= REQUIRED ACTIONS =
• a. In the blog post, what kind of chemical bond does the writer say friendship is like?
• b. Copy the blog post from "As I said, I'm" to "ok to me....." word for word.

Gosh.. I hate these meetings..........

Friday, January 8, 2010

*think*


Have you ever heard a "theory"?

It goes like this: The song that you actually hum represents your inner thoughts at that instant.

For instance, when you have "Forever Love", maybe it can be said that you're in love. This is only my guess, yet, I know it's a bit subjective here.

Well, this is just my random thought of the day.

Anyone is with me, at least one?


Of Mat and Friends....

友情. Persahabatan. Friendship.

I could still remember I presented this topic when I was in English 3U class.

This is what I said: " Friendship is like a chemical bond, specifically covalent bond. The electrons that they share symbolizes the common interest that we have."

Seriously, I don't think its a perfect explanation, after all.

As I said, I'm thinking quite a lot lately. Thanks to my philosophical friend, if you know who you are........

Well, in order to get the perfect explanation, here I start my googling work....


Well, it seems like someone has the same question as I do. :P


And, I found this.... Thanks to Wiki Answer..... The definition sounds ok to me.....

This is what it says:

Friendship isn't about the person you have known the longest.It is about the person who came and never left your side.She or he sees the first tear catches the second and stops the third.A friend is someone who knows the song in your heart and can sing along when you have forgotten the words! A truly good friend is hard to find difficult to leave and impossible to forget.friends are like stars they come and go but the ones who stay are the ones that glow! A true friend can see the hurt in your eyes while everyone is fooled by your smile.

This is a better explanation as compared to mine. A new year has come and I do hope that I can become everyone's good friend. Hmm.. Hope so!!!!

= EXTRACTED DATA =

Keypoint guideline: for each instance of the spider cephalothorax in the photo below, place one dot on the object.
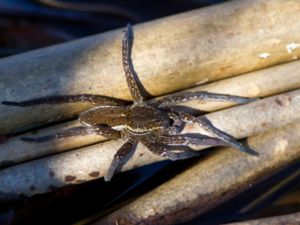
(155, 123)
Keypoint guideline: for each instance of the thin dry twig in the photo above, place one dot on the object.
(276, 220)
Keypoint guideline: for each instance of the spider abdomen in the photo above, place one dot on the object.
(145, 119)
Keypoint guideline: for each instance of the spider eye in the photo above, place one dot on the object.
(171, 122)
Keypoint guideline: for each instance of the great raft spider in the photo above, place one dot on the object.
(155, 123)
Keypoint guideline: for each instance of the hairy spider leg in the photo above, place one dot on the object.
(94, 99)
(105, 131)
(204, 96)
(121, 157)
(208, 126)
(167, 151)
(131, 77)
(186, 139)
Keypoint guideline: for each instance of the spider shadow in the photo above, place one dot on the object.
(141, 87)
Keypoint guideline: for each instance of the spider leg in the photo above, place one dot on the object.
(201, 95)
(120, 158)
(168, 152)
(105, 131)
(94, 99)
(208, 126)
(131, 77)
(187, 139)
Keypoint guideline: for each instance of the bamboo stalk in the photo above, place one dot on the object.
(251, 85)
(212, 181)
(169, 54)
(91, 162)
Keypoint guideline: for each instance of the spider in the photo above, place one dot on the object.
(155, 123)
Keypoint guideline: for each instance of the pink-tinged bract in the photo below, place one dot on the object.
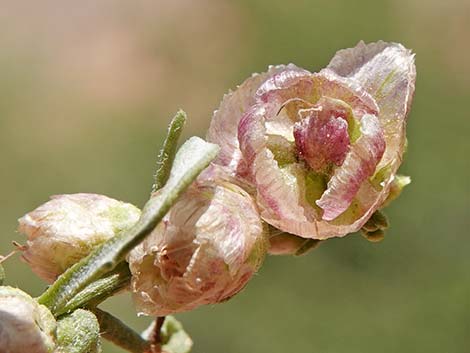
(204, 251)
(320, 150)
(65, 229)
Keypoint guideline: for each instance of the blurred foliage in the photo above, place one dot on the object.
(87, 90)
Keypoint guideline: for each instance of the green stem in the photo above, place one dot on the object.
(120, 334)
(168, 151)
(192, 158)
(100, 290)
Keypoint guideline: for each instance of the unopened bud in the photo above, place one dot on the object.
(203, 252)
(25, 325)
(65, 229)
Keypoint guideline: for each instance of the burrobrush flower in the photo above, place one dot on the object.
(320, 149)
(25, 326)
(203, 252)
(66, 229)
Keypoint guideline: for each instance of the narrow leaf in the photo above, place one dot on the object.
(192, 158)
(78, 332)
(168, 151)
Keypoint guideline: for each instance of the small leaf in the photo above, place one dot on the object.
(2, 275)
(168, 151)
(192, 158)
(78, 332)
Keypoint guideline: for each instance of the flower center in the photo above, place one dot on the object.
(324, 134)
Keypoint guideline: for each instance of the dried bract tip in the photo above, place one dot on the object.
(375, 236)
(25, 325)
(66, 229)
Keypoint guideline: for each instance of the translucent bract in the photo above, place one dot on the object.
(320, 150)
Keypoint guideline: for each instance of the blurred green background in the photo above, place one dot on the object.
(86, 91)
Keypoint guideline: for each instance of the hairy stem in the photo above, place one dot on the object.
(192, 158)
(120, 334)
(168, 151)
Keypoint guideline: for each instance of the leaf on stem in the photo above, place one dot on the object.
(168, 151)
(192, 158)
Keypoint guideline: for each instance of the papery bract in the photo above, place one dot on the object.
(66, 229)
(25, 325)
(204, 251)
(320, 150)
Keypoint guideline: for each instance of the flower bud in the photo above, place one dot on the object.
(67, 228)
(321, 150)
(203, 252)
(25, 325)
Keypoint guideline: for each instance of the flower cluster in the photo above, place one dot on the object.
(303, 157)
(321, 150)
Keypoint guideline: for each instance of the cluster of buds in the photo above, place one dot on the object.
(303, 157)
(321, 150)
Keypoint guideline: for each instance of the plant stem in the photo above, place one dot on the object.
(98, 291)
(120, 334)
(192, 158)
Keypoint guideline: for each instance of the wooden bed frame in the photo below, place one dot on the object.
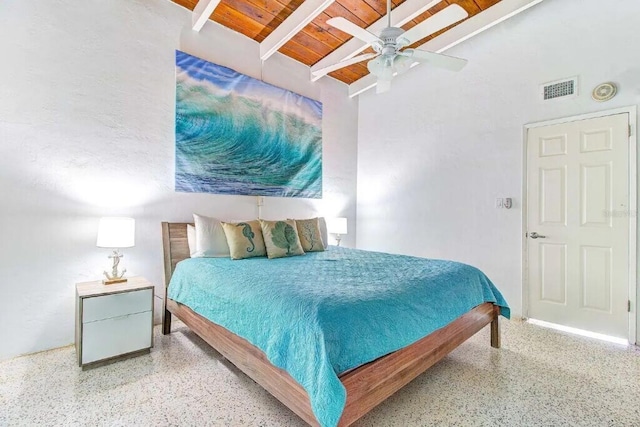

= TASK RESPONSES =
• a. A covalent bond.

• b.
As I said, I'm thinking quite a lot lately. Thanks to my philosophical friend, if you know who you are........

Well, in order to get the perfect explanation, here I start my googling work....


Well, it seems like someone has the same question as I do. :P


And, I found this.... Thanks to Wiki Answer..... The definition sounds ok to me.....